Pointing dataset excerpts
####

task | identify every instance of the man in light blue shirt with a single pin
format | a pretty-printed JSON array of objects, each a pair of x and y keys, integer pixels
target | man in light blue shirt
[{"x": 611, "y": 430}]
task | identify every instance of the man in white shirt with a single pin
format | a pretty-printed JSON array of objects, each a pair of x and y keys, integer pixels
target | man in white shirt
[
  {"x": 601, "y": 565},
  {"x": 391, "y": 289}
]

####

Problem details:
Write out the listing again, swapping every "shirt" for "top" and keeping everything else the same.

Task result:
task | identify every instance of the man in light blue top with a single pin
format | a pretty-printed JSON array of objects, each a pair of x and y keys, integer pixels
target | man in light blue top
[{"x": 611, "y": 430}]
task | identify every instance of the man in white top with a single pin
format | a pretty-printed JSON array of objects, each a pair of x and y keys, integer pixels
target | man in white top
[
  {"x": 601, "y": 565},
  {"x": 391, "y": 289}
]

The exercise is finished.